### Short exercise
Copy the line with "In this exercise you will indicate the car" and all lines following it through the last line of the entries, exactly as written.

### Source data
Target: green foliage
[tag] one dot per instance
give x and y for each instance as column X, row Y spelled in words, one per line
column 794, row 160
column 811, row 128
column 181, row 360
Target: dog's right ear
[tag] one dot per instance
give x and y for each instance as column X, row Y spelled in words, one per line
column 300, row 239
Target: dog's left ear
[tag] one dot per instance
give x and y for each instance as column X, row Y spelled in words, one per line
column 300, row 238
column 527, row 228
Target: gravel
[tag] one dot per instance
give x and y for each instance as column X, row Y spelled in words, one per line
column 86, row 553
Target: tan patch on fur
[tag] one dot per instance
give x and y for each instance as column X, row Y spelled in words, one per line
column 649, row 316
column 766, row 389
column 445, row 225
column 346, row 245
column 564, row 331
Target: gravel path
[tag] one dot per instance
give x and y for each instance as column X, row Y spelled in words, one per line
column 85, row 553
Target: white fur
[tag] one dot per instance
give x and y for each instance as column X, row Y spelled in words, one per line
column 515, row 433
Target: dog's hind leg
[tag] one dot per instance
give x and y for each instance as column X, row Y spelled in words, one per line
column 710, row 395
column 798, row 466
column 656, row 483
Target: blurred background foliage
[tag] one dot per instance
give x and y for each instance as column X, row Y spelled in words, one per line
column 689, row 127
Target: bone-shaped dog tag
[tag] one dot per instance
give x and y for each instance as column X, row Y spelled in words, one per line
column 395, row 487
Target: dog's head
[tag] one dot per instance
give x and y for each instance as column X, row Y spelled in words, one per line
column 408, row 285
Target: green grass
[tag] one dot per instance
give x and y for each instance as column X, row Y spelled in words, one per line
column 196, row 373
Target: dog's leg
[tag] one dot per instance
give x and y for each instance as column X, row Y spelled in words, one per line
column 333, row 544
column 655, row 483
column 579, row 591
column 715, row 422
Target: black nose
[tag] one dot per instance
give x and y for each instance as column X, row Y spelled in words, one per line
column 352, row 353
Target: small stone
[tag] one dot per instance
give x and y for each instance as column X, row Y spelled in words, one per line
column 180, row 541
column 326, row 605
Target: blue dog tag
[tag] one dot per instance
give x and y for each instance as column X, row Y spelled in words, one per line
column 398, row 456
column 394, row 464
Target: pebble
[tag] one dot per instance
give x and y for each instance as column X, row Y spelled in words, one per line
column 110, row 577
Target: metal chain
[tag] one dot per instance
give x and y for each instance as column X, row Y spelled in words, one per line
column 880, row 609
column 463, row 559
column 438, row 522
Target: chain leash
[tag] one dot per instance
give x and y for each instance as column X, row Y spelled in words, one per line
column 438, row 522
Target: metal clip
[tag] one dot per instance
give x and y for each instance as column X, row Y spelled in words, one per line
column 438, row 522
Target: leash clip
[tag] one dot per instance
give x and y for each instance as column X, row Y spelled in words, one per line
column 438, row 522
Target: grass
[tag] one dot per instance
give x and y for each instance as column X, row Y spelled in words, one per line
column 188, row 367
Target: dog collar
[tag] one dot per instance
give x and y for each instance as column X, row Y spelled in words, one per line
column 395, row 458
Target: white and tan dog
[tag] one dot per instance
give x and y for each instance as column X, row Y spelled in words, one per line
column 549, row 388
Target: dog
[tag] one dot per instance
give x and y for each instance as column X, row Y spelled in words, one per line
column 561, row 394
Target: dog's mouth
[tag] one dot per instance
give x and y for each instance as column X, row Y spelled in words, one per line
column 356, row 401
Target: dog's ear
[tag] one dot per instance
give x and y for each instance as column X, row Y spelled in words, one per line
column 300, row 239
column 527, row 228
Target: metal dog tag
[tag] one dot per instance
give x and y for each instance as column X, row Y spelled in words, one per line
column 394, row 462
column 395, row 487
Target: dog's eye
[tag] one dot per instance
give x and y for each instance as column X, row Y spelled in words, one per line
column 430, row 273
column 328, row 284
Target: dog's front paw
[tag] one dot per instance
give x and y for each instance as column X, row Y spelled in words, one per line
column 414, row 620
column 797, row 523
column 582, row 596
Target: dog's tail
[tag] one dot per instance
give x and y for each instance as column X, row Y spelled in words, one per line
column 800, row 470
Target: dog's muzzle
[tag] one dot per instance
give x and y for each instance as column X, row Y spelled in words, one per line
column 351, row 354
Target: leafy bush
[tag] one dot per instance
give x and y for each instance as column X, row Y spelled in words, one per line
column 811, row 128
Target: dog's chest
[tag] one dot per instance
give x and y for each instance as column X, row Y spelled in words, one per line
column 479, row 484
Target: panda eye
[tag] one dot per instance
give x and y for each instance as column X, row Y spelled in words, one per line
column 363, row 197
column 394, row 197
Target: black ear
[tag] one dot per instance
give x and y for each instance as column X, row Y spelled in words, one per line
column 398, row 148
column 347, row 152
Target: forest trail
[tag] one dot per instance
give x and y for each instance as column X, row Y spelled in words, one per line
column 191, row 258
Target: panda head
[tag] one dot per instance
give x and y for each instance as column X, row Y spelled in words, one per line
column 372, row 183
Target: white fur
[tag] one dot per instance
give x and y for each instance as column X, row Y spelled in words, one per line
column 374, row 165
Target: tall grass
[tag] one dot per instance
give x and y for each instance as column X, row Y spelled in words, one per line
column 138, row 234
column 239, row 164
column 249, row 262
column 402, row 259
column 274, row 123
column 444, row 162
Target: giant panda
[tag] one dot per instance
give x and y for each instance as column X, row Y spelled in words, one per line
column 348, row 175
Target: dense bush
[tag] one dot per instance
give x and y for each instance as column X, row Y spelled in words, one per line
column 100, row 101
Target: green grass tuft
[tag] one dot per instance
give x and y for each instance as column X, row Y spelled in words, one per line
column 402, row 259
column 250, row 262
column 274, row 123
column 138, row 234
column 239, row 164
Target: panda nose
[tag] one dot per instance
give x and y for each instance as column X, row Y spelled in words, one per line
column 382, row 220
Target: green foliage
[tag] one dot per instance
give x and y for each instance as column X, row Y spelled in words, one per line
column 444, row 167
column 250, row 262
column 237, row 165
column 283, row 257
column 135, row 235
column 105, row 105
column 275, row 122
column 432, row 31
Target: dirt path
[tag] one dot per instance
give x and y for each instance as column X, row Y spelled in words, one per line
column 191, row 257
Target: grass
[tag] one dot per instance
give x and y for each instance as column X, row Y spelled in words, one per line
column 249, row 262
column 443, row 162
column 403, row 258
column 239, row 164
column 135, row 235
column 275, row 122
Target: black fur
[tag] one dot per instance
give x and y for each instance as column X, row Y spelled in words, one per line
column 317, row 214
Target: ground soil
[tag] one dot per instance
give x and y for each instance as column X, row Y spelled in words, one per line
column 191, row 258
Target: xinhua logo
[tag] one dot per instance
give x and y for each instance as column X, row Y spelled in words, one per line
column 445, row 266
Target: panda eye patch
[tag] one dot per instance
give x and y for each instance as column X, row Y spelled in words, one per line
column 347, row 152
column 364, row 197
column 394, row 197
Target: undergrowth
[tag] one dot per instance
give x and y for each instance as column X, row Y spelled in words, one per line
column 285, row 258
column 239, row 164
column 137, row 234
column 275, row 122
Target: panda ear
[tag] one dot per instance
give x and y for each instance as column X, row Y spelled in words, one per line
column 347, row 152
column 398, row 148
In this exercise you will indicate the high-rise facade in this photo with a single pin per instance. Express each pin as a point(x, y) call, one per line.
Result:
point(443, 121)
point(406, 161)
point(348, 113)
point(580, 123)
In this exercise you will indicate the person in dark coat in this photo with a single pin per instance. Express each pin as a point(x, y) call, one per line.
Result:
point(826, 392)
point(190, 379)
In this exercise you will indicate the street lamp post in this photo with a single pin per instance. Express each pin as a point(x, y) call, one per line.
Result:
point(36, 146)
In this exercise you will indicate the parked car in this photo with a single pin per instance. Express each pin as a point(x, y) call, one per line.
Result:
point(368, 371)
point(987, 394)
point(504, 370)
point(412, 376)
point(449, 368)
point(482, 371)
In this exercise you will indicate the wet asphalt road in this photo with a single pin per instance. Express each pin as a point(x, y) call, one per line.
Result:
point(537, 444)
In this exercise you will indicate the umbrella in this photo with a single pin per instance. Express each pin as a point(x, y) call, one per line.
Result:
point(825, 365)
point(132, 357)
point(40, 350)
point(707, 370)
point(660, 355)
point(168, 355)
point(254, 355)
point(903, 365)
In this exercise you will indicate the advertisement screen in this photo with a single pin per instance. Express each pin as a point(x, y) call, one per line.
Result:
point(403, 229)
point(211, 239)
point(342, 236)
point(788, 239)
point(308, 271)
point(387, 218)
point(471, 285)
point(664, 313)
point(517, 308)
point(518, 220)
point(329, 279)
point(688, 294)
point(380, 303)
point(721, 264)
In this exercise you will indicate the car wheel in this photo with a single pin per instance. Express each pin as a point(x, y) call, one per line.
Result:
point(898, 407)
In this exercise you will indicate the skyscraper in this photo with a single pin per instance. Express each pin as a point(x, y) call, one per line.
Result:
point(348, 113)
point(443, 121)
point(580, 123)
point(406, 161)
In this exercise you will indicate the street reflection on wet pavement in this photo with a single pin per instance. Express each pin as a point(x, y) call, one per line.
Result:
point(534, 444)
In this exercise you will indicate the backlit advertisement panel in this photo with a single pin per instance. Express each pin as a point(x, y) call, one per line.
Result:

### Task result
In this exercise you will indicate the car wheel in this photo with a single pin per instance. Express each pin as a point(x, y) call, one per line.
Result:
point(898, 407)
In this exercise you will indicate the skyscraper in this photo with a single pin per instance. Express each pin as a point(x, y) call, one per line.
Result:
point(348, 113)
point(443, 121)
point(580, 123)
point(406, 161)
In this exercise you will indicate the street reflection on wet pavement in this photo with a single pin per instance. Express each pin as a point(x, y) call, one per line.
Result:
point(534, 444)
In this exercise you will indicate the backlit advertisement panel in this photo with a single pin per instance. Express each pin as a point(x, y) call, one per line.
Result:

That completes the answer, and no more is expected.